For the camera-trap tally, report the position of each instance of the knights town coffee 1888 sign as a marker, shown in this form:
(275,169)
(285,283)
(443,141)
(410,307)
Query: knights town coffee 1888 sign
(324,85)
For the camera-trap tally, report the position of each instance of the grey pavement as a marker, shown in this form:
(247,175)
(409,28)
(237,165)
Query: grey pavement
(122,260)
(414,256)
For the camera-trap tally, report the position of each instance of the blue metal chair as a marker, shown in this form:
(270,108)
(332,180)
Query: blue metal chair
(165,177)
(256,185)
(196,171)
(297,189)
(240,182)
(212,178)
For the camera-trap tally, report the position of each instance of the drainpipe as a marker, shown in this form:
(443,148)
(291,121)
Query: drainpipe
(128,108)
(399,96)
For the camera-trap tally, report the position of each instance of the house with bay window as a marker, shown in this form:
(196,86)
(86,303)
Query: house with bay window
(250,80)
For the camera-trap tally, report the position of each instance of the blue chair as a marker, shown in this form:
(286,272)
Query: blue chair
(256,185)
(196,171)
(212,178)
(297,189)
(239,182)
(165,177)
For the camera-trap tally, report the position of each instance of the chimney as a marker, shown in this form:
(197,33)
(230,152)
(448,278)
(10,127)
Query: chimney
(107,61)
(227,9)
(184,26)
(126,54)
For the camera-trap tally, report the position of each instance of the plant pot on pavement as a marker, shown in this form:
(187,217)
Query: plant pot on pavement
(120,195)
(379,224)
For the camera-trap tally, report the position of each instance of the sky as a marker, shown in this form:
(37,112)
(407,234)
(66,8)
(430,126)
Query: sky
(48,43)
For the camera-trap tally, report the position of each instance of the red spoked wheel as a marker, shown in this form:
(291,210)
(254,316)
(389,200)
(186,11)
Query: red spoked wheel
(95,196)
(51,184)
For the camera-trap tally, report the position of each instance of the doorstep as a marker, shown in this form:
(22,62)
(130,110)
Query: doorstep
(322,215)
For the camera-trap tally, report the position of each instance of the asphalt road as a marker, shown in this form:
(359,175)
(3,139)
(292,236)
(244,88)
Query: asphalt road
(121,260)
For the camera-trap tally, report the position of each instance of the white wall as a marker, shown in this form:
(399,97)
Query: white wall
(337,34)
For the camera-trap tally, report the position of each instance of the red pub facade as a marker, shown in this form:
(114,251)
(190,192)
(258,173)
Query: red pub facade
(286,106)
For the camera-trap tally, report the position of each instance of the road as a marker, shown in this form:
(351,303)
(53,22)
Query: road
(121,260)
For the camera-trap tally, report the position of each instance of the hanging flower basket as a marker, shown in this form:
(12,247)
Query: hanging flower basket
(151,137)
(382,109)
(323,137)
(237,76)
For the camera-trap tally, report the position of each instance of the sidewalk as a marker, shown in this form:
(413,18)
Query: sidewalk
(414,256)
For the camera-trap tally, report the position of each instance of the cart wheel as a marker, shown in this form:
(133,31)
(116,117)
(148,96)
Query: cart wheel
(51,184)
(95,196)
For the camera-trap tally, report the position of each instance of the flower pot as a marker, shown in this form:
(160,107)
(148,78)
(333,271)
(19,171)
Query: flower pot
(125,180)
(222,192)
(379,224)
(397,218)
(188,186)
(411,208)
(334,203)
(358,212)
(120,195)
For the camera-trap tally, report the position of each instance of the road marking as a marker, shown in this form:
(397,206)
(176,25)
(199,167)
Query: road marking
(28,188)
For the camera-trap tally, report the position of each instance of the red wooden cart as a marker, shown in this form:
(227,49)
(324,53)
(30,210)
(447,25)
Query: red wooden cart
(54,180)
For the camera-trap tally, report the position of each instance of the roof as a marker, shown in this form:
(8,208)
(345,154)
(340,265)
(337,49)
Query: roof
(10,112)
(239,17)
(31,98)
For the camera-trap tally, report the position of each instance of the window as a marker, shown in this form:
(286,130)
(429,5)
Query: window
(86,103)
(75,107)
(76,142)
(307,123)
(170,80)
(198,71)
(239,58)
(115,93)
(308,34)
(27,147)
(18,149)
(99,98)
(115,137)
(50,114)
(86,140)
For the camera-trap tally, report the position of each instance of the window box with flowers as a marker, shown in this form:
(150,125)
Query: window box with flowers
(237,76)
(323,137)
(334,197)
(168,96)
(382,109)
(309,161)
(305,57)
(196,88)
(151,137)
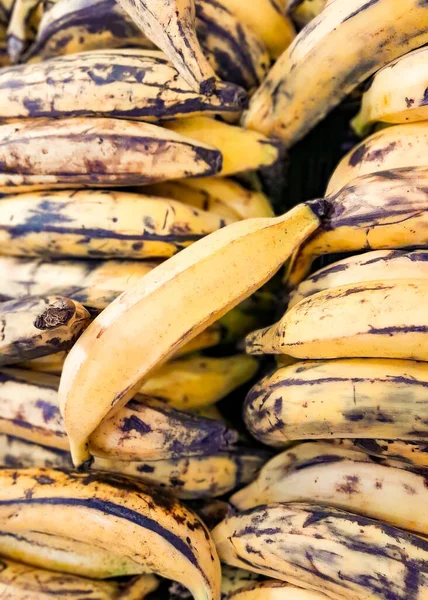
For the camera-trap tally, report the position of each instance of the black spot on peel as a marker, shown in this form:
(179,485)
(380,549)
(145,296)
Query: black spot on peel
(133,423)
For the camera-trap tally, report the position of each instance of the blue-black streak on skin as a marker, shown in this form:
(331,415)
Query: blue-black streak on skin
(360,10)
(120,512)
(228,99)
(379,584)
(95,170)
(237,64)
(209,436)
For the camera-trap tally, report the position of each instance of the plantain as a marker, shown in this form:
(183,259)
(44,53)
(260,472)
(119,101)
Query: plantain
(216,194)
(165,314)
(196,381)
(326,550)
(391,323)
(99,224)
(394,147)
(375,212)
(71,26)
(310,79)
(385,265)
(171,26)
(188,478)
(396,94)
(242,150)
(38,326)
(22,26)
(268,22)
(128,84)
(275,590)
(93,283)
(353,483)
(330,399)
(98,152)
(145,429)
(20,582)
(154,530)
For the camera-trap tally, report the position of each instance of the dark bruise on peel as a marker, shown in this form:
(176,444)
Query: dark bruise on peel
(120,512)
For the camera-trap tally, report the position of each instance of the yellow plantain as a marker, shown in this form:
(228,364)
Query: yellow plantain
(377,319)
(145,429)
(100,224)
(275,590)
(20,582)
(36,326)
(220,195)
(349,398)
(392,495)
(326,550)
(395,147)
(380,211)
(171,26)
(384,265)
(96,152)
(242,150)
(189,478)
(396,94)
(154,530)
(151,321)
(198,381)
(310,79)
(129,84)
(92,283)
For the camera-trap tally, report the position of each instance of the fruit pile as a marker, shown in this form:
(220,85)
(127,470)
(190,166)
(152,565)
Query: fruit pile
(142,271)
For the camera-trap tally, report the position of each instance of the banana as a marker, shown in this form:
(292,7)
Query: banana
(129,84)
(385,319)
(64,555)
(72,26)
(192,478)
(242,150)
(227,330)
(350,398)
(38,326)
(234,580)
(171,26)
(22,26)
(20,582)
(374,212)
(216,194)
(309,79)
(96,152)
(100,224)
(412,454)
(275,590)
(197,381)
(381,265)
(233,50)
(393,147)
(326,550)
(188,478)
(267,21)
(92,283)
(304,11)
(145,429)
(396,94)
(154,530)
(163,313)
(386,493)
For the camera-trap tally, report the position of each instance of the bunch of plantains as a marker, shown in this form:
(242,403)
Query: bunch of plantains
(138,268)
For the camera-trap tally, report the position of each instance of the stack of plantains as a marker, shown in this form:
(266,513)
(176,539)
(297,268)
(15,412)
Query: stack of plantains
(132,270)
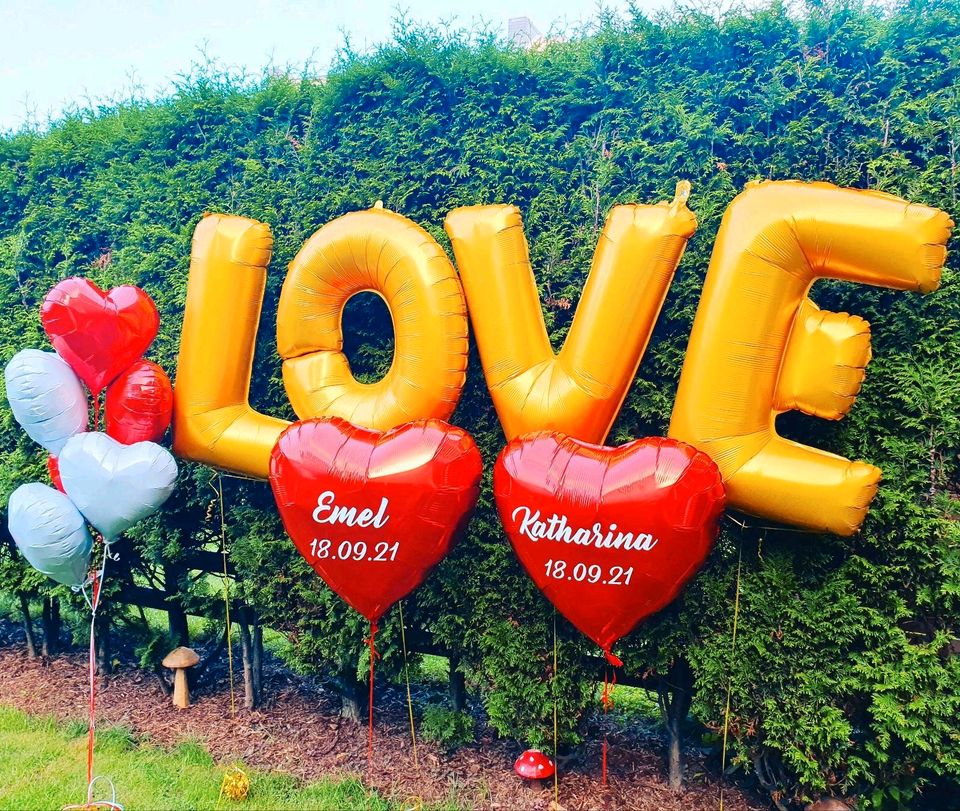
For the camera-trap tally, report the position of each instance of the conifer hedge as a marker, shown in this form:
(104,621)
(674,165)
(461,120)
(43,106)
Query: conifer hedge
(845,677)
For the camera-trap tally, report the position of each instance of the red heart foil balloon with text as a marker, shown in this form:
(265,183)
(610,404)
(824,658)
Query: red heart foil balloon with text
(373,512)
(609,535)
(98,334)
(139,404)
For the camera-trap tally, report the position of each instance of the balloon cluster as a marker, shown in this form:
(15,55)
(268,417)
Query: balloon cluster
(110,480)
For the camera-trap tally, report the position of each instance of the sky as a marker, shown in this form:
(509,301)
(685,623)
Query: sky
(57,54)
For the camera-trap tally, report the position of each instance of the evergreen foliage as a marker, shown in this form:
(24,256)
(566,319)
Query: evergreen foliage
(845,677)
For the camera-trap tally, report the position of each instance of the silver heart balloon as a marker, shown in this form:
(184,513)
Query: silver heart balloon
(50,532)
(46,397)
(115,485)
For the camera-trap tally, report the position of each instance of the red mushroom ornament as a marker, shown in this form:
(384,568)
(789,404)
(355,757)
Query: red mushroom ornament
(534,765)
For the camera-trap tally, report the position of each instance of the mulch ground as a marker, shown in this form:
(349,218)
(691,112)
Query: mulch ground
(300,732)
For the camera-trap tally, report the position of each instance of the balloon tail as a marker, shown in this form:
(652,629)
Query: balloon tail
(371,643)
(606,699)
(406,677)
(92,670)
(553,689)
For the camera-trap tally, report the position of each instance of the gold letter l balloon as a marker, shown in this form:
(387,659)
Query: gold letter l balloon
(760,346)
(376,251)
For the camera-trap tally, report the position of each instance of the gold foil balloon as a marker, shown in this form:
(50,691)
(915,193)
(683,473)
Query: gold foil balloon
(760,346)
(213,422)
(382,252)
(375,250)
(579,390)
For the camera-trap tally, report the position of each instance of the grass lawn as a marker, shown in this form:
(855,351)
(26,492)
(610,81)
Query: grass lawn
(43,766)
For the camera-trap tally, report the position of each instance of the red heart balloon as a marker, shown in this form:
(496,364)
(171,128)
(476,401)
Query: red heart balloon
(373,512)
(139,404)
(99,334)
(53,468)
(609,535)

**********

**Given problem**
Please render the lines from the one containing "the balloon tail" through the end of the records as a Markdown table with the columns Row and Line. Number each row, and leave out blank lines.

**Result below**
| Row | Line |
|---|---|
| 1 | For the camera-trap tally, report the position of each instance of the balloon tail as a marker, shown in this form: |
| 2 | (652,629) |
| 3 | Query: balloon tail |
| 4 | (371,643) |
| 5 | (606,699) |
| 6 | (406,677) |
| 7 | (92,670) |
| 8 | (553,689) |
| 9 | For the camera-trap tally, report the position of each instance of the gold letter l balloon as a marker, shown in this form: |
| 10 | (387,659) |
| 11 | Query: gold letter l balloon |
| 12 | (760,346) |
| 13 | (376,251) |
| 14 | For the camera-trap tally, report the position of each instance of the gold foil balloon as a marker, shown in this form: |
| 15 | (50,691) |
| 16 | (915,193) |
| 17 | (683,473) |
| 18 | Query: gold foil balloon |
| 19 | (760,346) |
| 20 | (213,422) |
| 21 | (382,252) |
| 22 | (375,250) |
| 23 | (579,390) |
| 24 | For the camera-trap tally, report the position of each instance of the grass lawn as a marker, shown in this form: |
| 25 | (855,351) |
| 26 | (26,492) |
| 27 | (610,81) |
| 28 | Query: grass lawn |
| 29 | (43,766) |
| 30 | For the camera-trap tally, report the position of each instance of the red heart balloon as a marker, shown in this form: |
| 31 | (496,364) |
| 32 | (171,128) |
| 33 | (476,401) |
| 34 | Query: red heart balloon |
| 35 | (373,512) |
| 36 | (139,404) |
| 37 | (99,334) |
| 38 | (53,468) |
| 39 | (609,535) |